Directions:
**a)** Answer these questions from the post on the CPS budget, one per line:
(i) Who ran the northside budget hearing the author followed?
(ii) How much in cost savings does the author say must be found at a minimum?
(iii) By how much has the budget of the Office of New School Enrollment increased since 2012?
**b)** Reproduce the post on the CPS budget between "- What the projected" and "just Charter schools.)", inclusive, changing "Grants Management Office" to "Office of Grants".
**c)** Extend the post on the CPS budget by writing what comes after its final sentence.

Document section:
* * * * * * * * *
I’ve been trying to take some needed time off from CPS data for just a few weeks (first time in a year!), but it is difficult to stay away from this conversation.
I’ve been following the CPS Budget Hearings on Twitter. I’ll focus on the one that would have been my budget hearing…the northside hearing with Tim Cawley. At that hearing, he asked the audience (parents and teachers) to suggest their own budget plan if they were unhappy with the one being presented.
Let’s put aside the fact that the Board, Central Office and the City are trying to play budget catch up from being given these pension holidays where they have been paying less into the pension than is fiscally responsible. In order to divert this money back to other budgets within the City **
It may have been technically legal, but it was ethically questionable when:
a) the District had been a party to agreeing to these pension benefits and teachers are prevented from contributing to Social Security for those same years;
b) have admitted that the pension shortfall is more about declining investment returns that did not meet their assumptions (see WBEZ interviews);
c) have decided to make this generation of CPS students “pay” for their lack of foresight within the span of 2-3 years.
My child can’t “do over” second grade, and this makes me frustrated as a CPS parent, but I digress.
Okay, the Board would like an alternative budget submitted from a CPS parent, here is one. Quick and dirty, back of the napkin-type stuff because I promised my kids I wouldn’t be working these last weeks of summer and make up for being absent most of the last 11 months.
We need to find at least $417 million in cost savings (the difference between last year’s Pension & Liability Insurance and this year’s costs).
It is difficult to actually create the detailed alternative that I would like to submit because CPS has not released the strategy/projects reasoning in detail behind some of the increased costs at the Central Office and Citywide levels. I could do more with the following information:
- What the Finance Office is wanting to undertake with the additional $42 million in budget (since 2013)
- What the Office of New School Enrollment wants to accomplish with its additional $41 million budget increase (since 2012). Especially when we are told over and over again that the number of students in the District has declined so significantly.
- What the Office of Portfolio Planning and Analytics would like to accomplish with an additional $6.8 million (since 2013)
- What value CPS students are receiving from a $2.1 million increase (since 2013) in the Dept of Intergovernmental Affairs.
- What the projected enrollment numbers are for each school in the District for FY2014.
- What the Human Capital office is wanting to undertake for an extra $28 million in budget (since 2013).
- What the Grants Management Office is wanting to undertake for an extra $22 million in budget (since 2013) and are we seeing the corresponding value in revenue channeled to ALL types of schools within the District (not just Charter schools.)
- What the Strategy Management Office wants to do with an extra $18 million of budget (since 2012).
- A detailed cost-benefit analysis of the value added to student outcomes through an additional $9.5 million spent on Assessment since 2012.
- A detailed accounting of the value-added through spending $5.6 million in the Family Engagement Office.
- What the Chief of Staff Office is wanting to undertake for a $2.9 million budget increase since 2012.
- A detailed analysis of the outcomes of School Transportation and the goals it has (or hasn’t) achieved in actually desegregating schools, both racially AND socioeconomically. I know that socioeconomics were not built into the original desegregation decree, but the inequities based upon socioeconomics in the District cannot be ignored.
* * * * * * * * *
Dataset extract:
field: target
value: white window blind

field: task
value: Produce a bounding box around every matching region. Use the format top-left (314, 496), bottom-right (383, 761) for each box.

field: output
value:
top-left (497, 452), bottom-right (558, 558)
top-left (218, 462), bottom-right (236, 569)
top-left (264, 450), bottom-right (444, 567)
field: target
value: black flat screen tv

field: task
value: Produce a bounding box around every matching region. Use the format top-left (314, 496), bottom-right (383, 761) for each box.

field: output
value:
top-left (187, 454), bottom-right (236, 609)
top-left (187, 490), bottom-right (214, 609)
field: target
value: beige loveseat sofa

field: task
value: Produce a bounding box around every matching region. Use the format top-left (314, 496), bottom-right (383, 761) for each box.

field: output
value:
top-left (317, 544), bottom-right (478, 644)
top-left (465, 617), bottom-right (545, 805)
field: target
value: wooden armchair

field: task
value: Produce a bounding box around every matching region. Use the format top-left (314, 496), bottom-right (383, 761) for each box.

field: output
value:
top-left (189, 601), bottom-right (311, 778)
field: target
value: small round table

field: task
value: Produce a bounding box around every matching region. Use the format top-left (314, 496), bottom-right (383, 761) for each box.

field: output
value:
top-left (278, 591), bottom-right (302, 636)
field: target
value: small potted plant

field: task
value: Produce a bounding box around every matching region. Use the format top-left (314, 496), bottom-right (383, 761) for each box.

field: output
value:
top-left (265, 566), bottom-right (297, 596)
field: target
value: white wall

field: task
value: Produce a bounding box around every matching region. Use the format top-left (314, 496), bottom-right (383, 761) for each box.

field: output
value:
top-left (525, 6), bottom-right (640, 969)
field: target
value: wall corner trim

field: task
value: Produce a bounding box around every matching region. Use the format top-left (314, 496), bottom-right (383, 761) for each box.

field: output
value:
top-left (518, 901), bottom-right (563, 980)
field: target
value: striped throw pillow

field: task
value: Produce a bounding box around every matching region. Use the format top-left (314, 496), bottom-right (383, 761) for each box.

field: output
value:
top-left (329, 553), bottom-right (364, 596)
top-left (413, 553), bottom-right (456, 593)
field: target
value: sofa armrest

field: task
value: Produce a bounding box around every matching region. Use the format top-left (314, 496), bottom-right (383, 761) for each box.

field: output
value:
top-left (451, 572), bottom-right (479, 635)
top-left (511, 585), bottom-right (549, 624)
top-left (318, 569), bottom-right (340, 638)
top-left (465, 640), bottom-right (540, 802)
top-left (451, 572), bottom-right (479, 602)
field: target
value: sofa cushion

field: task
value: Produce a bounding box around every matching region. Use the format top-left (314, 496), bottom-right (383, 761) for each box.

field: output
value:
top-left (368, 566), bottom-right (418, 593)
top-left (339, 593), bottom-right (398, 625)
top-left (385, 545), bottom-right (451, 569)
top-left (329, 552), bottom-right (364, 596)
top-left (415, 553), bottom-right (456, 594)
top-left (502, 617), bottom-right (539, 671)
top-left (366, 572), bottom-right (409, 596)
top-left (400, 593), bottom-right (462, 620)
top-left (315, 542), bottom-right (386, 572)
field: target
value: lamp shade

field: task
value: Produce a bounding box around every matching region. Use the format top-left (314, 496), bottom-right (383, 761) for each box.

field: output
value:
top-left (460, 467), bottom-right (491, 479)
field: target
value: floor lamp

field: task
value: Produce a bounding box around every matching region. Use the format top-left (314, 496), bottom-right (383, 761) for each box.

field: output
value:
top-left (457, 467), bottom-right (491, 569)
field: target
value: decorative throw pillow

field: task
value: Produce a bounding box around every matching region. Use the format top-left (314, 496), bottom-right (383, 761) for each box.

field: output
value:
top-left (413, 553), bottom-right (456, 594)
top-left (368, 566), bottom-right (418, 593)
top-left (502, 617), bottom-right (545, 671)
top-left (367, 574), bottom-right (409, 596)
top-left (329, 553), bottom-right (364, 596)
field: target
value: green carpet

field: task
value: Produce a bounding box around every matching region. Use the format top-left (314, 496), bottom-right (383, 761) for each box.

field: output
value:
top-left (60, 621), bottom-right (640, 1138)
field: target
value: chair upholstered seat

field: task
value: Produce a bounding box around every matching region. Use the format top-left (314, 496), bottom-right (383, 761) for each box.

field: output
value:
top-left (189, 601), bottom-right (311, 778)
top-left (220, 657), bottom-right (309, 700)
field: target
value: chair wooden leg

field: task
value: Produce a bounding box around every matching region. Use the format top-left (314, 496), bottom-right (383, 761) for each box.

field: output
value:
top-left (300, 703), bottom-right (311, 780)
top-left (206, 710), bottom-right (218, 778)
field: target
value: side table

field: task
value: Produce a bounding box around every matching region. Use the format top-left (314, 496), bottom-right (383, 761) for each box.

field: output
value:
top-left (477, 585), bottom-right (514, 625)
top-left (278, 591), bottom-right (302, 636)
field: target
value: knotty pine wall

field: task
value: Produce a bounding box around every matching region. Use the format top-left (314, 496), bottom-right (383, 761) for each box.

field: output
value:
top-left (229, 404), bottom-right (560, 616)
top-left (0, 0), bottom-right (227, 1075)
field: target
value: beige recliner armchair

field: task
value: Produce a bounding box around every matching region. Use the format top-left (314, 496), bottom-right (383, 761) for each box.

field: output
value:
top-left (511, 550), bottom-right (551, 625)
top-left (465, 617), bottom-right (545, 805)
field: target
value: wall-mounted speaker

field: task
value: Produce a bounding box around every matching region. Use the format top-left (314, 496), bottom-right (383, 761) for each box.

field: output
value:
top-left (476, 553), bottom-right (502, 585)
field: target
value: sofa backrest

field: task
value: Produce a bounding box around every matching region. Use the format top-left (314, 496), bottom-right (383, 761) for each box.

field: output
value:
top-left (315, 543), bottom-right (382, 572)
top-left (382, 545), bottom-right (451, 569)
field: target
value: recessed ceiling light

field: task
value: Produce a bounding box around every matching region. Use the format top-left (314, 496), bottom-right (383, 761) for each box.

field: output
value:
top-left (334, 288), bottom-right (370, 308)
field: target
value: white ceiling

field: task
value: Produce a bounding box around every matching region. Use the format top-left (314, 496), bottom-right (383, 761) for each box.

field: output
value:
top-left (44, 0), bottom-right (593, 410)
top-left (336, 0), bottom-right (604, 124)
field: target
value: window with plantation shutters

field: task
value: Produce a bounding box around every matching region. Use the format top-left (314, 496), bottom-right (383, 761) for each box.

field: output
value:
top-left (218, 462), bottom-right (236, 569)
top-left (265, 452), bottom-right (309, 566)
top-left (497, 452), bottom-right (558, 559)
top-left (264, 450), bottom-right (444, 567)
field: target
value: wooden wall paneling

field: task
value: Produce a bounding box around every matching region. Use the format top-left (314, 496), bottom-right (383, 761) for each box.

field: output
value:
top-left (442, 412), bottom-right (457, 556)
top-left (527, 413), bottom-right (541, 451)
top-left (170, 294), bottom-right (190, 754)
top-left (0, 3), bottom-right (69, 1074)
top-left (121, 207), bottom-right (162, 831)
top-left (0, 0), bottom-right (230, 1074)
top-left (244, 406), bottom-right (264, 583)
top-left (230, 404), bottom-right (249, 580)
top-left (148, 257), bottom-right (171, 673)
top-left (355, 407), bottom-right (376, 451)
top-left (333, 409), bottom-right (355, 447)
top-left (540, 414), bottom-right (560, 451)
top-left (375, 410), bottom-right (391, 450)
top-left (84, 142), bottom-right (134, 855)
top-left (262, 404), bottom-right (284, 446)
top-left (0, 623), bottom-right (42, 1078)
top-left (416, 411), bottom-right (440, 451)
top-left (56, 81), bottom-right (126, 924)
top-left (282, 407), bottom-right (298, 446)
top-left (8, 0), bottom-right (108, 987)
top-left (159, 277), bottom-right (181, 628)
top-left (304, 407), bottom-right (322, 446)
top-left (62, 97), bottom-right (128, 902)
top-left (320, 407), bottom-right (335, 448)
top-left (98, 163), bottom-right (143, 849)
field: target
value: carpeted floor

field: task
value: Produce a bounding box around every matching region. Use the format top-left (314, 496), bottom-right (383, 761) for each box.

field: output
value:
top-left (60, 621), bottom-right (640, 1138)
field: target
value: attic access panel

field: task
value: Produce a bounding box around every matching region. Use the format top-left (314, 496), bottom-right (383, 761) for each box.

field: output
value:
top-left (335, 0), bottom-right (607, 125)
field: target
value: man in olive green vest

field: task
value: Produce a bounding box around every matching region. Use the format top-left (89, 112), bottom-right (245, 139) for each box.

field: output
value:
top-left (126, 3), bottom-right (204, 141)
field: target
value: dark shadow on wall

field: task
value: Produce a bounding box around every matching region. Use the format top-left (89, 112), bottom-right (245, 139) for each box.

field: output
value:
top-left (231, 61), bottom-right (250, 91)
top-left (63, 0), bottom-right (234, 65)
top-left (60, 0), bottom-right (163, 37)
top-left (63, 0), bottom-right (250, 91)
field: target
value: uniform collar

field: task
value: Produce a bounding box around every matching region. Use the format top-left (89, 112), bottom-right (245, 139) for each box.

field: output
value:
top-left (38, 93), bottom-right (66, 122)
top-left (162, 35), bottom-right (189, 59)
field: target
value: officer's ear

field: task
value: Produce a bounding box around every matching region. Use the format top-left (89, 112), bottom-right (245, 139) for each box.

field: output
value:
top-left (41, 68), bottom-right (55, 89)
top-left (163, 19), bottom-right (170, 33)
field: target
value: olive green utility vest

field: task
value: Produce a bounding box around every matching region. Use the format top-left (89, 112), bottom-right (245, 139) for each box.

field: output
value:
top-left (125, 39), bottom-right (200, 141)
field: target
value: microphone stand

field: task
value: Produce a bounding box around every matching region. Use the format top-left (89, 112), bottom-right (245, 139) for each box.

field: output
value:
* * * * * * * * *
Responses:
**a)**
(i) Tim Cawley
(ii) $417 million
(iii) $41 million

**b)**
- What the projected enrollment numbers are for each school in the District for FY2014.
- What the Human Capital office is wanting to undertake for an extra $28 million in budget (since 2013).
- What the Office of Grants is wanting to undertake for an extra $22 million in budget (since 2013) and are we seeing the corresponding value in revenue channeled to ALL types of schools within the District (not just Charter schools.)

**c)**
I would think that if they are making a good faith request that CPS parents submit their own ideas, that they would release this data without needing a FOIA (Freedom of Information Act request). I would like to be correct about that.
Here is my suggestion for moving money within the budget based upon the total dollar amounts given for CPS for FY2014. I would also suggest that the City move to seek increased revenue, either through taxes or TIF rebates, because even the President of the United States did not want to bargain with Congress on the budget without cost-savings AND revenue on the table.
Specific factors driving the first version of the Apples2Apples suggested budget for CPS:
- During this period of “catching up” with making pensions whole, any investments unrelated to maintaining individual school budgets and resources at the minimum commensurate to last year’s budget levels should be delayed until the pension gap is closed. You do not purchase “nice to have” items when the bank is on the verge of foreclosing on your home. For example, neither do you spend $20 million on SUPES contracts during the years you are trying to close a pension gap. Network Officers should continue mentoring the 600 principals that would otherwise be mentored by SUPES within the framework that we already have until such time that the pension gap is closed. ($33,333 per principal? Really? Seems a bit steep when SUPES FAQ says that they only charge travel & accommodations for other participants in their program., that ” foundations and private sector sponsors” pick up the tab. Scroll down here.)
- All expenses at the local school level are funded first before Citywide and Central Office expenses are funded. Central Office expenses are funded last and they should be experiencing the full-force of these budget cuts: 1) because they are ultimately responsible for the decisions that brought us to this space, and 2) because if the critical mission of this District is to provide a full and robust education to the students of Chicago, then students and those closest to them are funded first. Period.
- No new school campuses should be opened nor funded (therefore diluting the District’s finances) until the pension gap is closed and there is a long-term plan presented to CPS parents that shows where new campuses will be opening over the next 5-7 years. CPS had already diluted its finances since 1999 by dramatically increasing the number of school campuses in the City at the same time that it knew the student population was declining (by 32,000~ students between 2001-2013.) No more dilution of funds without a long-term plan that places new schools in current areas of overcrowding. New schools should never be allowed to choose their own location within the District. That is absurd.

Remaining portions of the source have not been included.